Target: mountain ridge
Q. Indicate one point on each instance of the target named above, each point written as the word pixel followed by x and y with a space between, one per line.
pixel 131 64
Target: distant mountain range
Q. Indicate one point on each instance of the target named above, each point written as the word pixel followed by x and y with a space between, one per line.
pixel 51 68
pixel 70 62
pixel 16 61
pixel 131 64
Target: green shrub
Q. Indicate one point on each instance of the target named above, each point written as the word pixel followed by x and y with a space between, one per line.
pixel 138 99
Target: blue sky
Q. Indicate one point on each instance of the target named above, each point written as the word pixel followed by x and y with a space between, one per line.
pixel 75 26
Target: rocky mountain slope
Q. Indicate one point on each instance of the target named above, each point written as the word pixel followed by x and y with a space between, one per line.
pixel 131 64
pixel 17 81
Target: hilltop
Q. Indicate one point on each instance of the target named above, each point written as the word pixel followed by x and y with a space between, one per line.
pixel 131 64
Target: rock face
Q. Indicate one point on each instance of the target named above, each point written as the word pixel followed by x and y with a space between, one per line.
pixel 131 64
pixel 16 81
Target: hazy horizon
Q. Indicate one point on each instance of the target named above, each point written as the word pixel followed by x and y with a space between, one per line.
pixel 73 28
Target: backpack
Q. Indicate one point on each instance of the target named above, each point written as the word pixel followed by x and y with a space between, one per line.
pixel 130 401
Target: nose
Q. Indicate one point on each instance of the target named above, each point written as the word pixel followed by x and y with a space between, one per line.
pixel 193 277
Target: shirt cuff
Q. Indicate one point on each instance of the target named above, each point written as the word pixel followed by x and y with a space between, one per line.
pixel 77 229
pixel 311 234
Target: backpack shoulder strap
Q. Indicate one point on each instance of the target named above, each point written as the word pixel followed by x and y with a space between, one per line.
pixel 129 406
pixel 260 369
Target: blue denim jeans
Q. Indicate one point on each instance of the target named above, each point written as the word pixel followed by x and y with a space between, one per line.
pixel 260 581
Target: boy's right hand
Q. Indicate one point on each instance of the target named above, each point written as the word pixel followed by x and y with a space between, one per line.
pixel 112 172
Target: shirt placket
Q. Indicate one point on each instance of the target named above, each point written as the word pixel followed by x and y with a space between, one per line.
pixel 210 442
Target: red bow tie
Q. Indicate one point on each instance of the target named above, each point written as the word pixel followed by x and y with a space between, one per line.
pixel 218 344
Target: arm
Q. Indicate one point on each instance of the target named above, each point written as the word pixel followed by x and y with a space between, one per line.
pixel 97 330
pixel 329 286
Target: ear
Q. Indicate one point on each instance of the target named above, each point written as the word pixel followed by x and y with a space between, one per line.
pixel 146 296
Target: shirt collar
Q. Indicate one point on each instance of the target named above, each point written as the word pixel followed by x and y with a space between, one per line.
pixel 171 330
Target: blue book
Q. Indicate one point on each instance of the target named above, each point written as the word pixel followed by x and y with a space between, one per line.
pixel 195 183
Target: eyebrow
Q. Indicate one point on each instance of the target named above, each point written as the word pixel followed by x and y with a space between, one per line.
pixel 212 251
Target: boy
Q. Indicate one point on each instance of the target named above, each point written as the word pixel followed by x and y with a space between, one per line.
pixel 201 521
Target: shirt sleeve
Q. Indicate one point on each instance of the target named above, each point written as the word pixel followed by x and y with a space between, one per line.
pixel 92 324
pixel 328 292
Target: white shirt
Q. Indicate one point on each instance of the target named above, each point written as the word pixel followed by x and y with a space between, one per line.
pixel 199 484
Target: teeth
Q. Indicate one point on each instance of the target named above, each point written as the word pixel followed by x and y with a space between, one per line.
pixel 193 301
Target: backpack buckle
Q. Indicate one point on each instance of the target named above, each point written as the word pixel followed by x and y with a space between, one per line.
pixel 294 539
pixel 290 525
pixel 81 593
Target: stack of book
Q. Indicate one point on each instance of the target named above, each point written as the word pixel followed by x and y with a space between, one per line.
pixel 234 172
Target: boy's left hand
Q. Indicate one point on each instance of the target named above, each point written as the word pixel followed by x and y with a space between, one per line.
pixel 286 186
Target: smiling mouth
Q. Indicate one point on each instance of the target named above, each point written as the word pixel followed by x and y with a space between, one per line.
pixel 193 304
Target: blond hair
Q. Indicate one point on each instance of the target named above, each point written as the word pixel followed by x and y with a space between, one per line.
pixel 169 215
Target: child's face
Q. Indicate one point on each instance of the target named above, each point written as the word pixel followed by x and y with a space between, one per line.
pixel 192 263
____
◆ Task requirements:
Output the material above in full. Change nothing.

◆ Answer space:
Target: mountain ridge
Q. Indicate one point on each instance of the target named above, each point written as the word pixel followed by x and y with a space between, one per line.
pixel 131 64
Target: distant mountain range
Q. Indicate one point on each instance of the target named above, each point written as the word pixel followed by x and y with a space between, one per line.
pixel 51 68
pixel 70 62
pixel 16 61
pixel 131 64
Target: green shrub
Q. Indicate one point on each instance of the target named above, each point written as the word pixel followed by x and y with a space between, one per line.
pixel 138 99
Target: blue sky
Q. Indicate one point on each instance of the target named above, each point written as the word pixel followed by x and y with a space between, one per line.
pixel 75 26
Target: rocky mountain slope
Q. Indicate one point on each instance of the target named above, each point written as the word pixel followed by x and y with a space between, one per line.
pixel 131 64
pixel 17 81
Target: hilltop
Q. Indicate one point on each instance of the target named above, each point written as the word pixel followed by x and y with a space between, one per line.
pixel 131 64
Target: rock face
Q. Indicate one point on each instance of the target named above, each point written as the word pixel followed by x and y with a space between, one per line.
pixel 131 64
pixel 16 81
Target: hazy horizon
Q. Indicate one point on each instance of the target named above, each point written as the word pixel followed by x and y with a space between, one per line.
pixel 73 28
Target: backpack
Q. Indicate one point on each instance of the target named above, each point written as the word pixel followed by x and y with a space between, one per line.
pixel 130 401
Target: nose
Q. Indicate one point on each instance of the target named above, each point written as the word pixel followed by x and y with a space between, one per line.
pixel 193 277
Target: shirt cuff
Q. Indicate one point on each instance of the target named above, each point written as the word pixel followed by x and y with a space between, one per line.
pixel 77 229
pixel 311 234
Target: backpack shoulder strap
Q. Indicate one point on each instance of the target named above, each point written as the word pixel followed by x and y with a space between, one per line.
pixel 129 406
pixel 260 369
Target: blue denim jeans
Q. Indicate one point on each instance of the target named above, each point written as the word pixel followed by x and y with a space between, one per line.
pixel 260 581
Target: boy's right hand
Q. Indicate one point on each instance of the target named above, each point written as the word pixel followed by x and y with a space between, one per line.
pixel 112 172
Target: shirt placket
Q. Indicate one point on each instance of the target named above, each point written as the word pixel followed by x and y with a space between, one per line.
pixel 210 442
Target: red bow tie
Q. Indicate one point on each instance of the target named above, each point written as the word pixel followed by x and y with a space between, one per line.
pixel 218 344
Target: arm
Q. Indicate one point on each instance of the target named above, each point written as the word pixel followed by x and y with a space between, one per line.
pixel 97 330
pixel 329 286
Target: ear
Q. Indicate one point on each instance of the target named above, each point written as the word pixel followed by x and y with a space between, one per line.
pixel 146 296
Target: shirt collar
Q. Indicate one point on each instance of the target named above, each point written as the word pixel followed by x and y with a space between, one per line.
pixel 171 330
Target: blue book
Q. Indicate one point on each instance of the target named above, each point written as the word pixel followed by x and y with a space between, one per line.
pixel 195 183
Target: eyebrow
Q. Indicate one point on each instance of the target named above, each point written as the word pixel followed by x and y with a space between, one per line.
pixel 212 251
Target: boy
Q. Indicate one point on each instance of the target named above, each point written as the word pixel followed by x and y with a space between, one per line.
pixel 201 521
Target: shirt sleeve
Q. Indicate one point on each instance of the target named above, each point written as the word pixel followed by x and y with a space between, one per line.
pixel 92 324
pixel 328 292
Target: white shirt
Q. Indicate one point on each instance of the target named above, each point written as the word pixel followed by x and y with a space between, one per line.
pixel 199 484
Target: teeth
Q. Indicate one point on each instance of the target named above, each point written as the word pixel followed by x and y with a space between, one per line.
pixel 193 301
Target: backpack buckle
Q. Indicate one point on each instance of the target named above, each point written as the word pixel followed by x and y with a space between, one per line.
pixel 294 539
pixel 290 525
pixel 81 593
Target: stack of book
Q. Indicate one point on each instance of the target named above, each point written as the word pixel followed by x and y with a space between, one per line.
pixel 234 172
Target: boy's left hand
Q. Indicate one point on each instance of the target named above, each point written as the word pixel followed by x and y with a space between, one per line.
pixel 286 186
Target: smiling mouth
Q. Indicate one point on each instance of the target named above, each point written as the word pixel followed by x and y with a space between, one per line.
pixel 193 304
Target: blond hair
Q. Indicate one point on each instance of the target named above, each point written as the word pixel followed by x and y with a space between, one per line.
pixel 169 215
Target: child's face
Q. Indicate one point on each instance of the target named above, each point written as the word pixel followed by x and y with a space between, one per line.
pixel 192 263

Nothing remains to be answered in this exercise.